*Instructions for the task*.
Print back every record below, exactly as it stands.

Saved data entries
☆ ☆ ☆ ☆ ☆

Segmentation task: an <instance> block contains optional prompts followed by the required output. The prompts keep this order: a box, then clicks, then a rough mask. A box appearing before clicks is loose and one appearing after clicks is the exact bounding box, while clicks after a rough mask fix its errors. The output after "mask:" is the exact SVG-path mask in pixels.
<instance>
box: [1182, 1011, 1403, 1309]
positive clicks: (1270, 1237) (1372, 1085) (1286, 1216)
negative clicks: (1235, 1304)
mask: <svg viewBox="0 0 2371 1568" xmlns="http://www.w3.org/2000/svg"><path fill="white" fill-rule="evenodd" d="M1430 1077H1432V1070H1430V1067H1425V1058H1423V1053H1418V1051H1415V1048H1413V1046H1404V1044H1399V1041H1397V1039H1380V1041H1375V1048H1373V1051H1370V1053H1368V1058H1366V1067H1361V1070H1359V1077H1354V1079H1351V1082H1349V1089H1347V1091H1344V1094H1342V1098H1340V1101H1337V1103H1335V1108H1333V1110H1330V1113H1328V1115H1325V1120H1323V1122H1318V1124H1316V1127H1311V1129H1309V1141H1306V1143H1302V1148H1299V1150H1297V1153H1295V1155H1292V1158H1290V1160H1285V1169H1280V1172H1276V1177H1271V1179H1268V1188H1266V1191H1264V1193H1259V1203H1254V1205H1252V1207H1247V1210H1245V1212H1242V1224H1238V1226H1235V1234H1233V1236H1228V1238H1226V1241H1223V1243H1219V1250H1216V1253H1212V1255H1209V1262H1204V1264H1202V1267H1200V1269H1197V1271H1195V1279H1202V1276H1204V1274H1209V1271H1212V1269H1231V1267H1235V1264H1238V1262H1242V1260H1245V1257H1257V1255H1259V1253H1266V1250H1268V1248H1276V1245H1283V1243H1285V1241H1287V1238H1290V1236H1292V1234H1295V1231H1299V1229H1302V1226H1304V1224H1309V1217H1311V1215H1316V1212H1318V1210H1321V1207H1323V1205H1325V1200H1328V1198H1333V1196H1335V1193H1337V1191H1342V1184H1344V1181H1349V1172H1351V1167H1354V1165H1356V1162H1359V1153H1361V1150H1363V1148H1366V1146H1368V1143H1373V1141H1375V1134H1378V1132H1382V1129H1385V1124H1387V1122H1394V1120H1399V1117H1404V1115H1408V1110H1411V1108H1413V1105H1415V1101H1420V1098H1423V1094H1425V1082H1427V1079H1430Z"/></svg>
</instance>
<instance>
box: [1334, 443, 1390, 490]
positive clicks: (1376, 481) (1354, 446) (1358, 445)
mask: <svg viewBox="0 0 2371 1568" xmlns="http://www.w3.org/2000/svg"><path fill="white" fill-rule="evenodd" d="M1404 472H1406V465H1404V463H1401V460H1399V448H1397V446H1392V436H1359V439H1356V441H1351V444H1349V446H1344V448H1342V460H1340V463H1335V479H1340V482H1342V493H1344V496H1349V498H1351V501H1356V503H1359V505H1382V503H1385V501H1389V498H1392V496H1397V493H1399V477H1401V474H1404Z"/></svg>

☆ ☆ ☆ ☆ ☆

*Reply to the task*.
Segmentation task: an <instance> block contains optional prompts followed by the required output. The prompts keep this order: a box, then clicks, then a rough mask. A box appearing before clicks is loose and one appearing after clicks is the exact bounding box, while clicks after a rough mask fix its errors. The output after "mask:" is the exact SVG-path mask in pixels.
<instance>
box: [1182, 1011, 1403, 1309]
positive clicks: (1270, 1237) (1372, 1085) (1286, 1216)
negative clicks: (1235, 1304)
mask: <svg viewBox="0 0 2371 1568" xmlns="http://www.w3.org/2000/svg"><path fill="white" fill-rule="evenodd" d="M1430 1077H1432V1070H1430V1067H1425V1058H1423V1053H1418V1051H1415V1048H1413V1046H1404V1044H1399V1041H1397V1039H1380V1041H1375V1048H1373V1051H1370V1053H1368V1058H1366V1067H1361V1070H1359V1077H1354V1079H1351V1082H1349V1089H1347V1091H1344V1094H1342V1098H1340V1101H1337V1103H1335V1108H1333V1110H1330V1113H1328V1115H1325V1120H1323V1122H1318V1124H1316V1127H1311V1129H1309V1141H1306V1143H1302V1148H1299V1150H1297V1153H1295V1155H1292V1158H1290V1160H1285V1169H1280V1172H1276V1177H1271V1179H1268V1188H1266V1191H1264V1193H1259V1203H1254V1205H1252V1207H1247V1210H1245V1212H1242V1224H1238V1226H1235V1234H1233V1236H1228V1238H1226V1241H1223V1243H1219V1250H1216V1253H1212V1255H1209V1262H1204V1264H1202V1267H1200V1269H1197V1271H1195V1279H1202V1276H1204V1274H1209V1271H1212V1269H1231V1267H1235V1264H1238V1262H1242V1260H1245V1257H1257V1255H1259V1253H1266V1250H1268V1248H1276V1245H1283V1243H1285V1241H1287V1238H1290V1236H1292V1234H1295V1231H1299V1229H1302V1226H1304V1224H1309V1217H1311V1215H1316V1212H1318V1210H1321V1207H1323V1205H1325V1200H1328V1198H1333V1196H1335V1193H1337V1191H1342V1184H1344V1181H1349V1172H1351V1167H1354V1165H1356V1162H1359V1153H1361V1150H1363V1148H1366V1146H1368V1143H1373V1141H1375V1134H1378V1132H1382V1129H1385V1124H1387V1122H1394V1120H1399V1117H1404V1115H1408V1110H1411V1108H1413V1105H1415V1101H1420V1098H1423V1094H1425V1082H1427V1079H1430Z"/></svg>
</instance>
<instance>
box: [1334, 443, 1390, 490]
positive clicks: (1376, 481) (1354, 446) (1358, 445)
mask: <svg viewBox="0 0 2371 1568" xmlns="http://www.w3.org/2000/svg"><path fill="white" fill-rule="evenodd" d="M1404 472H1406V465H1404V463H1401V460H1399V448H1397V446H1392V436H1359V439H1356V441H1351V444H1349V446H1344V448H1342V460H1340V463H1335V479H1340V482H1342V493H1344V496H1349V498H1351V501H1356V503H1359V505H1382V503H1385V501H1389V498H1392V496H1397V493H1399V477H1401V474H1404Z"/></svg>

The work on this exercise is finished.